Data excerpts:
· · ·

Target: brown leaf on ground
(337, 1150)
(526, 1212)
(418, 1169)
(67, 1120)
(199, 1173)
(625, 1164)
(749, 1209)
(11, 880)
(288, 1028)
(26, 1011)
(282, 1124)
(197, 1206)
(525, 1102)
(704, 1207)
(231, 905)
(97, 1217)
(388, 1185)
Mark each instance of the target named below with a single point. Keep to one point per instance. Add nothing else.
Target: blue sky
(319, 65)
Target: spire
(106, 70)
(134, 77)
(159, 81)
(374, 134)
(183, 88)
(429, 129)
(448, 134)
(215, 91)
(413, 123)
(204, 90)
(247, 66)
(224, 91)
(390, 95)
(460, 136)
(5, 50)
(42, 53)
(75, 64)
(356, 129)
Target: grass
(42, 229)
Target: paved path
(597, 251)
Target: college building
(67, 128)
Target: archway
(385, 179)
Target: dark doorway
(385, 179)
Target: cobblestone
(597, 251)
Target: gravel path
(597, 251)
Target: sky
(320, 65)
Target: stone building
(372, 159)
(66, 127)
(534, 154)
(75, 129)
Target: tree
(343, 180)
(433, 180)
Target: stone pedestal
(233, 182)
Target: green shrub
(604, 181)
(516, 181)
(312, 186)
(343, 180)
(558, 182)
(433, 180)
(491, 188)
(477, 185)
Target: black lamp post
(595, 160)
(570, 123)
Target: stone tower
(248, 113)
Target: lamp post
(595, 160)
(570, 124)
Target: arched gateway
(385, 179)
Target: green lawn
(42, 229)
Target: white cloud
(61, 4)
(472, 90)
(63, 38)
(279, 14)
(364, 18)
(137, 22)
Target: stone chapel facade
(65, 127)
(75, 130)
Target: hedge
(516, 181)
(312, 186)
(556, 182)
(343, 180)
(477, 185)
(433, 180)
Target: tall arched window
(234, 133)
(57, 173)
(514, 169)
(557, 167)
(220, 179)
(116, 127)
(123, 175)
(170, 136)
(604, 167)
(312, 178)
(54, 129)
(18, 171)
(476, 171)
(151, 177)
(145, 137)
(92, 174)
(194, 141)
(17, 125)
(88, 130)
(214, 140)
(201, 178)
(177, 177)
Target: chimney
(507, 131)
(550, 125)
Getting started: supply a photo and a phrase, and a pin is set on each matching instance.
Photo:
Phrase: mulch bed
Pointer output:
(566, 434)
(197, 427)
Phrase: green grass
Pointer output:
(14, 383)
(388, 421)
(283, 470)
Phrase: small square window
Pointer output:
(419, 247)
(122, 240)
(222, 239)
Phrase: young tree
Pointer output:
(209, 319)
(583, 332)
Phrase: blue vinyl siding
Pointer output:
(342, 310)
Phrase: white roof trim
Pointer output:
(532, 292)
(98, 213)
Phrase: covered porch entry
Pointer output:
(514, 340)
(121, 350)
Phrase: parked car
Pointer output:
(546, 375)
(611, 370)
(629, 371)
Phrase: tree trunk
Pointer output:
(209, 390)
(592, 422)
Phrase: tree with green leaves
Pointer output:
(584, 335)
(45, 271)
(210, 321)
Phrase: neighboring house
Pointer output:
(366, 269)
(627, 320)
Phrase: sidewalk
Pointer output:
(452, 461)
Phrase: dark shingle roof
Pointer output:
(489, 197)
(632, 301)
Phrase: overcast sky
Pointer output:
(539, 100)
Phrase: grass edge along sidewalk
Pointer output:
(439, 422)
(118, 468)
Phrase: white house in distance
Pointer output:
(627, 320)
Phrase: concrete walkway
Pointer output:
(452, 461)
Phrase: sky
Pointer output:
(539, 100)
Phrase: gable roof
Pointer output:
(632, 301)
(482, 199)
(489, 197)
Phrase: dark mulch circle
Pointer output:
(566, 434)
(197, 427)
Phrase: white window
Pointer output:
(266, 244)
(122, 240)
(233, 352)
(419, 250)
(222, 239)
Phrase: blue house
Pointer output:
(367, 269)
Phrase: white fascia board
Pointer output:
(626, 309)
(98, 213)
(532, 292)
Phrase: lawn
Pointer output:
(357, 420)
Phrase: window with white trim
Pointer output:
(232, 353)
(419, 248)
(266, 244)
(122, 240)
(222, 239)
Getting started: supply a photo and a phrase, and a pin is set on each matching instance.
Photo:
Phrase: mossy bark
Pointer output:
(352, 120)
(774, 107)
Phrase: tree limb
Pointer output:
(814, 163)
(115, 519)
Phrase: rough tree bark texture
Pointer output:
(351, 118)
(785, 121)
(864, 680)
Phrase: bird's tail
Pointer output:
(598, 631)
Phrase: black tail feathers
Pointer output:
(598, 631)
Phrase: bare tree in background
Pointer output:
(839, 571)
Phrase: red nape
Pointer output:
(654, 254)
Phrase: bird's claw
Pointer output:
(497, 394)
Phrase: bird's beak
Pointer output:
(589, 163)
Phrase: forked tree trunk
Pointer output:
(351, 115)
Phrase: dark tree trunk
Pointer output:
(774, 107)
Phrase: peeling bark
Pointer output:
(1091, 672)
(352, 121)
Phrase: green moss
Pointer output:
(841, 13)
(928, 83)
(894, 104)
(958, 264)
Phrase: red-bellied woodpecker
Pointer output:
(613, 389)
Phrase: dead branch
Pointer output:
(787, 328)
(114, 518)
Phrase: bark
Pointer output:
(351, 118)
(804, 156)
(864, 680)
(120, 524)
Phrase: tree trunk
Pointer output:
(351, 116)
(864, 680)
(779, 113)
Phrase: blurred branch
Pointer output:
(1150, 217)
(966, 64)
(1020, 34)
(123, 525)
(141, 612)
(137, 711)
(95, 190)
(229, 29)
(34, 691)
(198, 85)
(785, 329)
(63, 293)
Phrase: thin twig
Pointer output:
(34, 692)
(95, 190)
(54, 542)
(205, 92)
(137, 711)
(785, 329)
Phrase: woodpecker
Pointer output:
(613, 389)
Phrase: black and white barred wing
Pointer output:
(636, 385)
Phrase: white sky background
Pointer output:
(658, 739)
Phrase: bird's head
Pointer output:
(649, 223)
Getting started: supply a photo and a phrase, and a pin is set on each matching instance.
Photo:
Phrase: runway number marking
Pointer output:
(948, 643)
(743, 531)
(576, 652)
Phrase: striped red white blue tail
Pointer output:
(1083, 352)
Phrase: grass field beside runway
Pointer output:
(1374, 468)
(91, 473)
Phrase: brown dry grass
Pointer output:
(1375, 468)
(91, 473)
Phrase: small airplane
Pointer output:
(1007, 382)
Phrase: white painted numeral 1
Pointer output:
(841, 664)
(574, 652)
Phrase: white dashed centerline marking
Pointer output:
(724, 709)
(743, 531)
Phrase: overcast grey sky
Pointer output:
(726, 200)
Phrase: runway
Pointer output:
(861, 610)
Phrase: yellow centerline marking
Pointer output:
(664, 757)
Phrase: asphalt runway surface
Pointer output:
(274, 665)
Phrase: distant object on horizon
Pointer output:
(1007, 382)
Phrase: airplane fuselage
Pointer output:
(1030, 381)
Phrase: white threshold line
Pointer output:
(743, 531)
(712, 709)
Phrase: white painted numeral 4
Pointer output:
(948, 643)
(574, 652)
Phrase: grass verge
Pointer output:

· · ·

Task objective: Write out every record, exactly as written.

Output of the task:
Target: brown leaf on ground
(337, 1150)
(526, 1212)
(418, 1169)
(67, 1120)
(199, 1173)
(625, 1164)
(749, 1209)
(11, 880)
(288, 1028)
(26, 1011)
(282, 1124)
(197, 1206)
(525, 1102)
(704, 1207)
(231, 905)
(97, 1217)
(388, 1185)
Mark each instance of the target named below with a single point. Keep to one point per instance. Add nothing else.
Target: blue sky
(319, 65)
Target: spire
(106, 70)
(134, 77)
(159, 81)
(374, 134)
(183, 88)
(429, 129)
(448, 134)
(215, 91)
(413, 123)
(204, 90)
(247, 66)
(224, 91)
(390, 95)
(460, 136)
(5, 50)
(42, 53)
(75, 64)
(356, 129)
Target: grass
(42, 229)
Target: paved path
(597, 251)
Target: college building
(67, 128)
Target: archway
(385, 179)
Target: dark doorway
(385, 179)
Target: cobblestone
(597, 251)
Target: gravel path
(597, 251)
Target: sky
(320, 65)
Target: stone building
(372, 159)
(66, 127)
(534, 154)
(75, 129)
Target: tree
(343, 180)
(433, 180)
Target: stone pedestal
(233, 182)
Target: green shrub
(604, 181)
(516, 181)
(312, 186)
(343, 180)
(558, 182)
(433, 180)
(491, 188)
(477, 185)
Target: black lamp post
(595, 160)
(570, 123)
Target: stone tower
(248, 113)
Target: lamp post
(595, 160)
(570, 124)
Target: arched gateway
(385, 179)
Target: green lawn
(42, 229)
Target: white cloud
(61, 4)
(472, 90)
(63, 38)
(279, 14)
(364, 18)
(137, 22)
Target: stone chapel facade
(65, 127)
(75, 130)
Target: hedge
(516, 181)
(312, 186)
(556, 182)
(343, 180)
(477, 185)
(433, 180)
Target: tall arched window
(234, 133)
(57, 173)
(514, 169)
(557, 167)
(220, 179)
(116, 127)
(123, 175)
(170, 136)
(604, 167)
(312, 178)
(54, 129)
(18, 171)
(476, 171)
(151, 177)
(145, 137)
(92, 174)
(194, 141)
(17, 125)
(88, 130)
(214, 140)
(201, 178)
(177, 177)
Target: chimney
(507, 131)
(550, 125)
Getting started: supply a photo and a phrase, and a pin is set on each matching instance.
Photo:
Phrase: mulch bed
Pointer output:
(566, 434)
(197, 427)
Phrase: green grass
Pointer output:
(14, 383)
(388, 421)
(283, 470)
Phrase: small square window
Pointer output:
(419, 247)
(122, 240)
(222, 239)
Phrase: young tree
Pointer output:
(209, 319)
(583, 332)
Phrase: blue vinyl siding
Pointer output:
(342, 310)
Phrase: white roof trim
Pointer output:
(532, 292)
(98, 213)
Phrase: covered porch entry
Pointer output:
(514, 340)
(121, 350)
Phrase: parked car
Pointer output:
(546, 375)
(611, 370)
(629, 371)
Phrase: tree trunk
Pointer output:
(209, 390)
(592, 422)
Phrase: tree with green leaves
Pointer output:
(584, 335)
(45, 271)
(210, 321)
Phrase: neighboring house
Pointer output:
(366, 269)
(627, 320)
Phrase: sidewalk
Pointer output:
(452, 461)
Phrase: dark shingle roof
Pointer output:
(489, 197)
(632, 301)
Phrase: overcast sky
Pointer output:
(539, 100)
Phrase: grass edge along sidewalk
Pointer output:
(439, 422)
(118, 468)
Phrase: white house in distance
Pointer output:
(627, 320)
Phrase: concrete walkway
Pointer output:
(452, 461)
Phrase: sky
Pointer output:
(539, 100)
Phrase: gable roof
Pointer output:
(632, 301)
(482, 199)
(489, 197)
Phrase: dark mulch circle
Pointer output:
(566, 434)
(197, 427)
Phrase: white window
Pointer output:
(266, 244)
(122, 240)
(233, 352)
(419, 250)
(222, 239)
Phrase: blue house
Pointer output:
(367, 269)
Phrase: white fascia board
Pointer output:
(626, 309)
(98, 213)
(532, 292)
Phrase: lawn
Pointer output:
(357, 420)
Phrase: window with white trim
Pointer output:
(232, 353)
(419, 248)
(266, 244)
(122, 240)
(222, 239)
Getting started: supply a photo and a phrase, and a pin is set on each matching instance.
Photo:
Phrase: mossy bark
Pointer output:
(352, 120)
(774, 107)
Phrase: tree limb
Pointer output:
(814, 163)
(115, 519)
Phrase: rough tree bark texture
Pointer output:
(351, 118)
(785, 121)
(864, 680)
Phrase: bird's tail
Pointer output:
(598, 631)
Phrase: black tail feathers
Pointer output:
(598, 631)
Phrase: bare tree in background
Pointer output:
(839, 571)
Phrase: red nape
Pointer output:
(654, 254)
Phrase: bird's claw
Pointer output:
(497, 394)
Phrase: bird's beak
Pointer output:
(589, 163)
Phrase: forked tree trunk
Pointer output:
(351, 115)
Phrase: dark tree trunk
Pointer output:
(774, 107)
Phrase: peeling bark
Pointer output:
(1091, 672)
(352, 121)
Phrase: green moss
Pointer output:
(841, 13)
(928, 83)
(894, 104)
(958, 264)
Phrase: red-bellied woodpecker
Pointer output:
(613, 389)
Phrase: dead branch
Pointer output:
(787, 328)
(114, 518)
Phrase: bark
Pointer output:
(351, 118)
(804, 156)
(864, 680)
(120, 524)
Phrase: tree trunk
Pointer output:
(351, 116)
(864, 680)
(779, 113)
Phrase: blurred branch
Pointer output:
(1150, 217)
(966, 64)
(1020, 34)
(123, 525)
(141, 612)
(137, 711)
(95, 190)
(229, 29)
(34, 691)
(198, 85)
(785, 329)
(63, 293)
Phrase: thin twig
Pointer output:
(34, 692)
(95, 190)
(54, 542)
(205, 92)
(137, 711)
(785, 329)
Phrase: woodpecker
Pointer output:
(613, 389)
Phrase: black and white barred wing
Pointer output:
(636, 385)
Phrase: white sky background
Pointer output:
(658, 739)
Phrase: bird's head
Pointer output:
(649, 223)
Getting started: supply a photo and a phrase, and a pin is set on each matching instance.
Photo:
Phrase: runway number marking
Pointer output:
(948, 643)
(743, 531)
(576, 652)
Phrase: striped red white blue tail
Pointer output:
(1083, 352)
Phrase: grass field beside runway
Pointer output:
(1374, 468)
(91, 473)
Phrase: brown dry grass
Pointer output:
(1375, 468)
(91, 473)
Phrase: small airplane
Pointer output:
(1007, 382)
Phrase: white painted numeral 1
Pointer output:
(841, 664)
(574, 652)
Phrase: white dashed centerline marking
Pointer output:
(724, 709)
(743, 531)
Phrase: overcast grey sky
Pointer output:
(726, 200)
Phrase: runway
Pointer output:
(861, 610)
Phrase: yellow centerline marking
Pointer output:
(664, 757)
Phrase: asphalt runway surface
Pointer output:
(274, 665)
Phrase: distant object on horizon
Pointer output:
(1007, 382)
Phrase: airplane fuselage
Pointer output:
(1030, 381)
Phrase: white threshold line
Pointer output:
(743, 531)
(712, 709)
Phrase: white painted numeral 4
Pointer output:
(948, 643)
(574, 652)
Phrase: grass verge
Pointer output:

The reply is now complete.